Exercise brief:
Continue the column below on Roman Abramovich's appointment of Andre Villas-Boas at Chelsea, picking up after its final sentence.

Text under study:
┌──

Krol and unusual punishment

Carlos Amato | 23 June, 2011 22:27

Nostalgia is usually good for you. Remembering the past fondly, even a past you never experienced, is fun and therapeutic. But it's not without risk. It can lead apparently reasonable people to yearn for things that were crap the first time round, such as apartheid South Africa, or Stone Age brain surgery techniques, or Milli Vanilli.

This week, nostalgia prompted Roman Abramovich to head-hunt Andre Villas-Boas, in a clear attempt to recover his salad days of the mid-noughties, when Chelsea's potentate and a hot-shot Portuguese coach turned English football upside down. With the original Jose Mourinho occupied and a tad diminished, Abramovich has gambled heavily on Mourinho Lite.

Some believe he's Mourinho Heavy. The meticulous Villas-Boas is a bolder tactician than his compatriot, and may well emulate the results of his former boss with Barcelona-Lite football. It could be a forward-looking appointment as well as a backward-looking one. According to Olivier Dacourt, who worked with both men at Inter Milan, Villas-Boas is "more human" than Mourinho, which sounds great.

Carlo Ancelotti is surely more human than either of them. It still seems wrong that the dignified, decent Italian and his left eyebrow were sacked a mere 12 months after guiding the Blues to the double.

└──

(Image point grounding data)
┌──

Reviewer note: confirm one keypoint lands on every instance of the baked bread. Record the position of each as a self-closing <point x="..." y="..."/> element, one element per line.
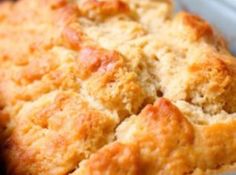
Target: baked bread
<point x="78" y="79"/>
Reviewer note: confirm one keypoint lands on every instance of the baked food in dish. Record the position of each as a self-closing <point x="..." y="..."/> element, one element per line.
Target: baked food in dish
<point x="78" y="77"/>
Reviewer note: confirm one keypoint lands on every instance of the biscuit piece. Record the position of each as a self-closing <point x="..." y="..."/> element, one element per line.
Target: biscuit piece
<point x="72" y="71"/>
<point x="54" y="133"/>
<point x="161" y="141"/>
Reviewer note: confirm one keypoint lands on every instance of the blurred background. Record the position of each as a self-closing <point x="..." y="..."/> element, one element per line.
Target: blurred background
<point x="220" y="13"/>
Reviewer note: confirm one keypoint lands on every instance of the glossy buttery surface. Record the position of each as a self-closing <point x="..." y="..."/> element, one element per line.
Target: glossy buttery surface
<point x="114" y="87"/>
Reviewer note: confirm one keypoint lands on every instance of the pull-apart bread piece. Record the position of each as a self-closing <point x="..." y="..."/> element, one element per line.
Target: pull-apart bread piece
<point x="114" y="87"/>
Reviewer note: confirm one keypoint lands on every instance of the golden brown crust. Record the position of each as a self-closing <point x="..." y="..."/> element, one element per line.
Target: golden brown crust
<point x="164" y="143"/>
<point x="73" y="71"/>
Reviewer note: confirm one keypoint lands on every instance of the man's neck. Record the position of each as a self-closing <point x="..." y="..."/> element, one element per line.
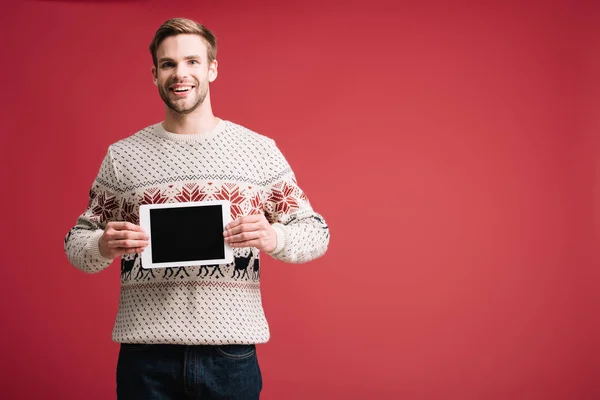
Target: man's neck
<point x="186" y="124"/>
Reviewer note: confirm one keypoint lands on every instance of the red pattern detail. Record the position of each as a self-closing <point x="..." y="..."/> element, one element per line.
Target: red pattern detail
<point x="231" y="192"/>
<point x="128" y="214"/>
<point x="283" y="199"/>
<point x="191" y="192"/>
<point x="105" y="205"/>
<point x="257" y="205"/>
<point x="188" y="284"/>
<point x="153" y="196"/>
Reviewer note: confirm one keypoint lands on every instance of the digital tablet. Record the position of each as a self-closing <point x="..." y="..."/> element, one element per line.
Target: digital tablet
<point x="184" y="234"/>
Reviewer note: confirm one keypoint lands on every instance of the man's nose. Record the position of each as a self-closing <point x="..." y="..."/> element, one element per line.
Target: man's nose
<point x="180" y="71"/>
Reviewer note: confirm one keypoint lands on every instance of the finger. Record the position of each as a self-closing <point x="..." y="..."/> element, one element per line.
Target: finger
<point x="124" y="225"/>
<point x="245" y="236"/>
<point x="132" y="250"/>
<point x="128" y="244"/>
<point x="119" y="235"/>
<point x="246" y="227"/>
<point x="247" y="243"/>
<point x="244" y="220"/>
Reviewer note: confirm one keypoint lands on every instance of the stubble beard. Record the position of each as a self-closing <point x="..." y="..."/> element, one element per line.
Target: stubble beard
<point x="179" y="107"/>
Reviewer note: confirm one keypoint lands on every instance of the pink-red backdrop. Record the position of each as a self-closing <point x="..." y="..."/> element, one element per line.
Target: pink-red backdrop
<point x="453" y="150"/>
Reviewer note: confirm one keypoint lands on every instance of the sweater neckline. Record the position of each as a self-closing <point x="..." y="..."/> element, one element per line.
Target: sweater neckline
<point x="191" y="137"/>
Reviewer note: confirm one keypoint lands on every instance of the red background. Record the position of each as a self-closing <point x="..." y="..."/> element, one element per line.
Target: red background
<point x="453" y="150"/>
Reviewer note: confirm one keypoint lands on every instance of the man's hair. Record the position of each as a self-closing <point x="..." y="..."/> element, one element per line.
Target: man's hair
<point x="177" y="26"/>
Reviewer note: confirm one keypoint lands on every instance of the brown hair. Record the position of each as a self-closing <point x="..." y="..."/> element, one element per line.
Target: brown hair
<point x="177" y="26"/>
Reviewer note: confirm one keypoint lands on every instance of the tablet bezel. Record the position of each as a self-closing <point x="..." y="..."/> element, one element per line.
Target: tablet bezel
<point x="145" y="224"/>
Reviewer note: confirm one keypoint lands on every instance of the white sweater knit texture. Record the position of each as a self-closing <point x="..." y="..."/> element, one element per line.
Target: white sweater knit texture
<point x="198" y="304"/>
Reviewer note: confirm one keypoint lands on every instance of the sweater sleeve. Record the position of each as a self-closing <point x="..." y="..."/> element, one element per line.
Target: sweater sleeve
<point x="302" y="233"/>
<point x="81" y="242"/>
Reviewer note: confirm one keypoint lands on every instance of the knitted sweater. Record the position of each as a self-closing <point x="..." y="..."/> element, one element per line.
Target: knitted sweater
<point x="199" y="304"/>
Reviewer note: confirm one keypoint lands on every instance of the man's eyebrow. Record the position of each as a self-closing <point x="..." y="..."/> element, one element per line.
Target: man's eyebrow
<point x="185" y="58"/>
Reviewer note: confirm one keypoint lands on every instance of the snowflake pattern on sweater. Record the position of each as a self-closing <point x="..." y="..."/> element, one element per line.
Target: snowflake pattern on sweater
<point x="210" y="304"/>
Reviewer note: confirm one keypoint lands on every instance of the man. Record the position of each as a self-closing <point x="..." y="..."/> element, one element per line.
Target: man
<point x="190" y="332"/>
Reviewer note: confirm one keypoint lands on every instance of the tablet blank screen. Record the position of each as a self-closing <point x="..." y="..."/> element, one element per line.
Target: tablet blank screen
<point x="187" y="234"/>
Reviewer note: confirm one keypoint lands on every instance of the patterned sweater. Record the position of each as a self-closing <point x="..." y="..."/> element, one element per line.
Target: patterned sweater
<point x="200" y="304"/>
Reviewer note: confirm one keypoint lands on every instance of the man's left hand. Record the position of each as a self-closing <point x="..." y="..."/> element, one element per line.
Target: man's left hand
<point x="251" y="231"/>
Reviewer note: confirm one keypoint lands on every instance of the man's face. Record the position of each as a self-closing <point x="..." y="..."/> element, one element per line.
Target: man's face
<point x="183" y="72"/>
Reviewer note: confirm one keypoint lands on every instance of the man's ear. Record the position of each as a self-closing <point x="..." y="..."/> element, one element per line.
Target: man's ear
<point x="154" y="78"/>
<point x="213" y="71"/>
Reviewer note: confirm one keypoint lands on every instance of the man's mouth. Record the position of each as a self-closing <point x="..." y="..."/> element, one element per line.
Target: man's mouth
<point x="181" y="89"/>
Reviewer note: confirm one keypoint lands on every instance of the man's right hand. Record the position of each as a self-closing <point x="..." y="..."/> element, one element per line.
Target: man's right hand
<point x="122" y="238"/>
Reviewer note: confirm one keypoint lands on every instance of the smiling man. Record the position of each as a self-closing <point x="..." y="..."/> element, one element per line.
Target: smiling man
<point x="191" y="332"/>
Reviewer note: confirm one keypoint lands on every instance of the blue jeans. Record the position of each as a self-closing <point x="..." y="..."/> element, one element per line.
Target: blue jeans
<point x="169" y="372"/>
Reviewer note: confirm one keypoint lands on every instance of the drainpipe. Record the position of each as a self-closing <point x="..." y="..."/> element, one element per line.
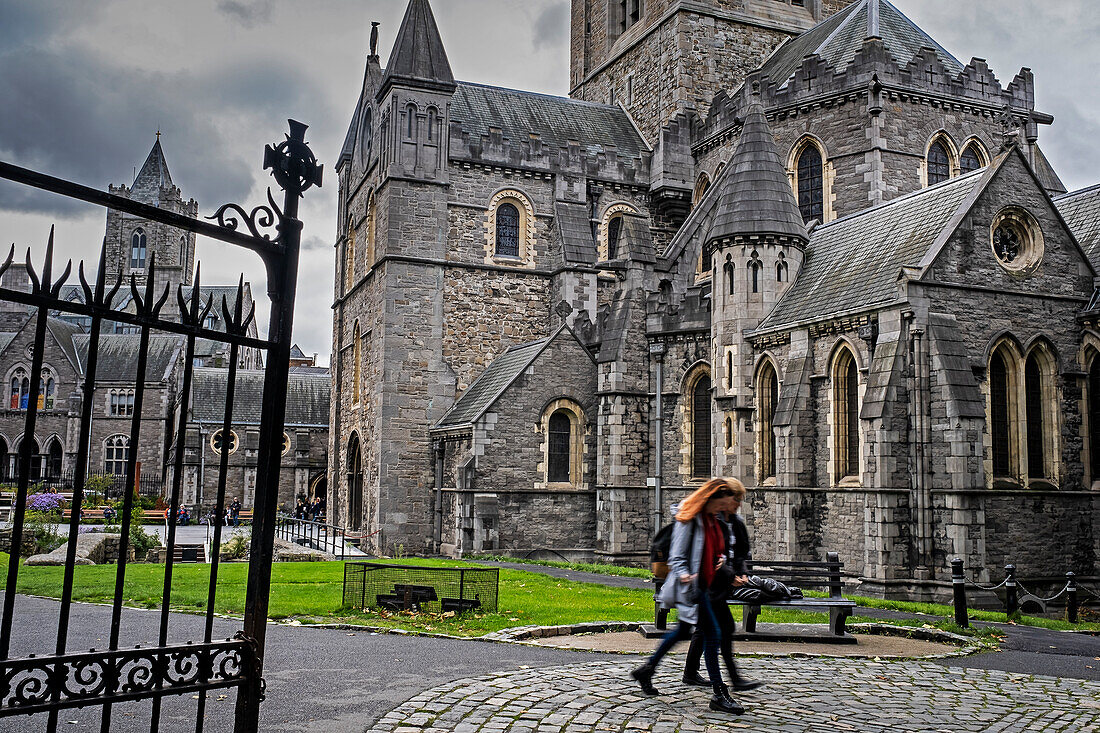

└──

Answer for this exercise:
Nostalgia played a role in Irvin Khoza's appointment of Julio Leal as Orlando Pirates coach this week, in place of the all-conquering Ruud Krol. The Bucs boss wants "a change of culture" at the club; a modern revival of the swashbuckling charisma of the Sea Robbers of the Seventies, when Jomo Sono dazzled Orlando stadium.

The laconic Krol will feign indifference, but he must have been surprised at not being asked to stay on, having just coached an underachieving team to a domestic treble.

It was a strange exit, especially given that Khoza had defied local football's culture of impatience by keeping Krol for a PSL eternity of three consecutive seasons.

It recalled the dumping of Vicente del Bosque by Real Madrid president Florentino Perez in 2003, just weeks after victory in La Liga, and just a year after winning the Champions League.

Del Bosque was deemed too old and too dull to take Los Merengues to the heights their nostalgic bosses, raised on the exploits of Alfredo Di Stefano and Ferenc Puskas, demanded.

Like Real, the Bucs have a sepia-toned myth to maintain: for many Pirates fans, artistry is at least as important as victory.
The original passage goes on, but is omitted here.